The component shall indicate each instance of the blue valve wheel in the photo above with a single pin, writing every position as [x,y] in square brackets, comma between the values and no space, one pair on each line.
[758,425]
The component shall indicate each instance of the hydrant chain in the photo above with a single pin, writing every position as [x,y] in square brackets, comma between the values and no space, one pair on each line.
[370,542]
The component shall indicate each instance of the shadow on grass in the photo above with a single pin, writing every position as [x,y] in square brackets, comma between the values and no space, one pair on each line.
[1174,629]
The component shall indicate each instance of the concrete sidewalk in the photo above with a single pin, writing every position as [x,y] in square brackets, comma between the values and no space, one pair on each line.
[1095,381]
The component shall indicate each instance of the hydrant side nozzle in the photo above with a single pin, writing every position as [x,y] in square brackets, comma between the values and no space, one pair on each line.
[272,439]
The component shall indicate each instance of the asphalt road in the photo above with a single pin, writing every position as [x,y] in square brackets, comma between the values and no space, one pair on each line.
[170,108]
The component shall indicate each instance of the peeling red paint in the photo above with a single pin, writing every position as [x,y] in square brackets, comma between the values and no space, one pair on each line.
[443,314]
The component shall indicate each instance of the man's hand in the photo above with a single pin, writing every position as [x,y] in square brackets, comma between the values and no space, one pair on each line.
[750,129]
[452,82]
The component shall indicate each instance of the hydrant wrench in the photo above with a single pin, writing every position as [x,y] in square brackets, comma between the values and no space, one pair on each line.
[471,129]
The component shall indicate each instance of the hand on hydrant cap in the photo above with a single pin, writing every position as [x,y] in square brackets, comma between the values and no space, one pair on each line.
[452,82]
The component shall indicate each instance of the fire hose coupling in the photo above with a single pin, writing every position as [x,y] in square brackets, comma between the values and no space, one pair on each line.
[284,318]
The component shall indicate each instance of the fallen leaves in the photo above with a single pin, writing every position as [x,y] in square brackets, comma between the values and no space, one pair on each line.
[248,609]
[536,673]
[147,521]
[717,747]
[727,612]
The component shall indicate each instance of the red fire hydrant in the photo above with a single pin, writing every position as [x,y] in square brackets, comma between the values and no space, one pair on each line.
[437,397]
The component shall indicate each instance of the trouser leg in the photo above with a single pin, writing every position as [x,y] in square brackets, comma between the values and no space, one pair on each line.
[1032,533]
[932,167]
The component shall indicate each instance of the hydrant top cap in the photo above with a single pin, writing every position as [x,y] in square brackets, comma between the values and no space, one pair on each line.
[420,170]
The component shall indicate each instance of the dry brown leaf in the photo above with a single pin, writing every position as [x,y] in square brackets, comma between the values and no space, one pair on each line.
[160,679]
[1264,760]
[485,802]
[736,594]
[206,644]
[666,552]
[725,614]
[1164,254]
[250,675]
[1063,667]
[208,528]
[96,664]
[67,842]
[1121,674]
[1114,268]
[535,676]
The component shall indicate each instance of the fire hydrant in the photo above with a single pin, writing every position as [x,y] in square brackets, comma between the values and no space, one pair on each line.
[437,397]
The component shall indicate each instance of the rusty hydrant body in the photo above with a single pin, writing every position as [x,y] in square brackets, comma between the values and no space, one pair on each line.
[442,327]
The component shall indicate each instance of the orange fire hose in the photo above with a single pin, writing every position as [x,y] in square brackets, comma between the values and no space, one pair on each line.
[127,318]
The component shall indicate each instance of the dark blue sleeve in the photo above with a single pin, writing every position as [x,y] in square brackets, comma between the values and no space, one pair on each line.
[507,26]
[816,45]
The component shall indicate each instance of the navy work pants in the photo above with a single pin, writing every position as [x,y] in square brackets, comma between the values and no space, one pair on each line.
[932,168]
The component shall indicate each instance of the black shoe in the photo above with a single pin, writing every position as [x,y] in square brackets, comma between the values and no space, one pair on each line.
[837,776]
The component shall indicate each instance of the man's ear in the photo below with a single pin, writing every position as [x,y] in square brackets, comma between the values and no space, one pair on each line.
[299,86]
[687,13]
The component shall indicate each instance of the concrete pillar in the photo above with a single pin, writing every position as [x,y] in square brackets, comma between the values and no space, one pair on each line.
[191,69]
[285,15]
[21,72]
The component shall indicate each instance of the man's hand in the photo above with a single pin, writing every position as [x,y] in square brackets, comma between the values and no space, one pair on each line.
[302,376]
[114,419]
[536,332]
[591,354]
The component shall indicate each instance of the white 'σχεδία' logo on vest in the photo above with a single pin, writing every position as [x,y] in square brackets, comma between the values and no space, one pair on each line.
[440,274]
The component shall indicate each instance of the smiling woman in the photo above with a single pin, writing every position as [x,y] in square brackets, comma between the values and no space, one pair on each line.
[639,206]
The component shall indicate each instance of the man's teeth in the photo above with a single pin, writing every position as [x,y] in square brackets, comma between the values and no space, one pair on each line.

=-=-=-=-=

Exactly reproduce every line of the records.

The component shall indicate each instance of the blue valve wheel in the photo above with a single pin, writing every position as [x,y] in square brackets, comma between the values and no space, one pair on each line.
[758,425]
The component shall indicate each instance of the hydrant chain in the photo above with a single pin, writing every position as [x,y] in square brackets, comma between the values and no space, one pair on each line.
[370,542]
The component shall indicate each instance of the shadow on grass in the photo above with a single pin, writing every position as [x,y] in square brackets, comma between the values and no space, one pair on each line.
[1174,629]
The component shall indicate each instance of the concrete sidewalk in the photo above with a single pin, writing every position as [x,y] in square brackets, comma between the values and no space, one pair on each line.
[1095,381]
The component shall indicate each instance of the hydrant side nozzle in the photo above with a single pin, writing every position as [x,y] in square brackets, comma between the values and no space, one pair on each line.
[272,439]
The component shall indicate each instance of the asphalt road in the photo above with a single pin, writing every position as [x,y] in square brackets, comma between the values and no space, one pair on each line.
[170,108]
The component shall indicate each instance of the peeling red paint in the photo above with a single pin, writing every position as [x,y] in square brackets, comma between the values and no space, one pair on each line.
[443,314]
The component shall indicate each instance of the man's hand in the photo above with a single pin, writing every position as [x,y] in square brackets, comma between the values and no space, one pair on each line.
[750,129]
[452,82]
The component shall indicate each instance of the hydrant wrench in the photo above with a single pin, writing every position as [x,y] in square brackets, comma between the values and no space, one pair on each line.
[471,129]
The component shall indicate each instance of the hand on hydrant cap in the photo above with a single pin, writing every position as [x,y] in square brackets, comma between the values and no space, one pair on each line.
[452,82]
The component shall indicate each instance of the fire hose coupling in the photo above with a single pin, writing every position as [x,y] in square brackets, comma between the values and no space, one pair on each line.
[284,318]
The component shall indicate each instance of the fallen leaves in the photo above with a single pin, writing every position as [x,y] in square brackets, comma between the values and no space, one pair on each line.
[248,609]
[536,673]
[147,521]
[717,747]
[727,612]
The component shall indicate each instance of the red fire hydrant in the photo above with a single pin, writing every position as [x,y] in square brackets, comma between the values and no space, one pair on each line.
[437,397]
The component shall indicate each instance of the trouser leg in the photo above with a single pin, writing every position as [x,y] in square brackets, comma between the values and no space, one pair on each line.
[1032,533]
[932,167]
The component shall indicate each instance of the hydrant top cap in the photo above with a single pin, writing every position as [x,y] in square brackets, comma between the values and no space, one pair on each line.
[420,170]
The component shall indicate each instance of the dry brown leaf in the photo above with a single pin, writing every position as [x,y] in square brackets, comma between the values and no space, one pair on each line.
[160,679]
[1264,760]
[485,802]
[736,594]
[206,644]
[666,552]
[725,614]
[1164,254]
[250,675]
[1063,667]
[208,528]
[96,664]
[67,842]
[1121,674]
[1114,268]
[535,676]
The component shall indicate each instance of the fire hydrant in the photo above with a single pin, writing every position as [x,y] in square brackets, comma between the values and no space, one pair on each line.
[437,397]
The component shall indicate each instance of the rusty hydrant body in the photo above with a single pin, writing every position as [x,y] in square brackets, comma between the values and no space, one pair on each line.
[442,327]
The component shall indicate each instance of the orange fire hose in the photo above with a single pin, writing every position as [x,y] in square brackets, comma between the values and no space, one pair on each line.
[127,318]
The component shall indicate each instance of the dark blue sleeve in the photo above with a single pin, writing every position as [x,y] in square brackets, comma between the values and no space, one pair on each line.
[507,26]
[816,45]
The component shall indicate each instance of the navy work pants in the photo above with a single pin, writing every position as [x,y] in square brackets, comma between the values and no space, one pair on each line.
[932,168]
The component shall indicate each instance of the black shoe in the photo above with a single pin, writing every position as [x,y] in square brackets, comma between the values and no space, one pair on each line.
[837,776]
The component shall indicate each instance of the man's ear in the photo below with a single pin, writing every position as [x,y] in square brackets, comma between the values and no space, one pair on each line.
[299,86]
[687,13]
The component shall indicate each instance of the concrete pillar in the photo above with a single pin, writing every position as [x,y] in square brackets, comma between the values and no space, one pair on each line.
[191,69]
[285,15]
[21,72]
The component shall indicate each instance of the man's hand in the photo above with a single pin, writing every position as [x,y] in square brackets, comma between the values and no space, one pair on each line.
[302,376]
[114,419]
[536,332]
[591,354]
The component shall indicate each instance of the white 'σχεδία' logo on vest in the photo above with a single pin, writing every position as [x,y] in square brackets, comma between the values and no space, one pair on each line.
[440,274]
The component shall indicate each instance of the smiling woman in the photo above with a single pin, writing every position as [x,y] in square brackets, comma between the values and no space, one pair on each line.
[639,206]
The component shall indicate each instance of the man's teeth in the photo above with a single pin, writing every position as [x,y] in square brackets, comma between the values and no space, one pair on each line.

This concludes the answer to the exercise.